══ SOURCE TEXT

P02 Accelerated ageing of hair follicles in androgenetic alopecia

Abstract

Abstract Introduction and aims Androgenetic alopecia (AGA) is defined by hair loss from the frontal, parietal and vertex regions of the scalp; however, occipital follicles are spared. Hair follicles in AGA undergo miniaturization, which is the transition of terminal follicles into vellus follicles. Similarly with age, the diameter of the hair shaft decreases with loss of pigmentation, which is also seen in miniaturized follicles. To investigate whether frontal follicles have accelerated ageing compared with occipital follicles, we looked at methylation levels of genes associated with ageing. As the thickness and pigmentation of hair fibre are influenced by the dermal papilla (DP), we conducted microarray analysis of frontal and occipital DP to establish whether accelerated ageing of follicles is driven by DP. Methods The biological age of frontal and occipital follicles was calculated using methylation status of ELOVL2, ASPA, EDARADD and PDE4C (n = 3). For microarray analysis, DP was microdissected from the frontal (FDP) and occipital (ODP) follicles from patients undergoing hair transplantation surgeries to treat AGA (n = 4). Results Frontal follicles were found to have significantly higher biological age compared with patient-matched occipital follicles suggesting accelerated ageing of follicles in AGA. Transcriptomic analysis revealed significant increase in expression of several genes in FDP and notably EGR1, HSPB1, DNAJB1 and APOD, which have been shown to be upregulated in the DP of aged mice compared with young mice. We found downregulation of TRPS1 in FDP, which represses EGR1. Mutations in TRPS1 underlie trichorhinophalangeal syndrome which is associated with vellus-type hair. Conclusions Our transcriptional and molecular analysis revealed that FDP and frontal follicles have an advanced biological age relative to ODP. This increased age is also reflected in the transcriptional signature of FDP. We hypothesize that these changes are in part due to regulation of signalling by the transcriptional repressor TRPS1, whose expression is decreased in FDP.

════

HOW TO COMPLETE THIS TASK:
From the abstract on hair follicle ageing in androgenetic alopecia, list every gene whose methylation status was used to calculate the biological age of frontal and occipital follicles.

══ DATA EXTRACT

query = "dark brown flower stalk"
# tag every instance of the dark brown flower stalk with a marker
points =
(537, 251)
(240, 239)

════

SOLUTION:
ELOVL2, ASPA, EDARADD, PDE4C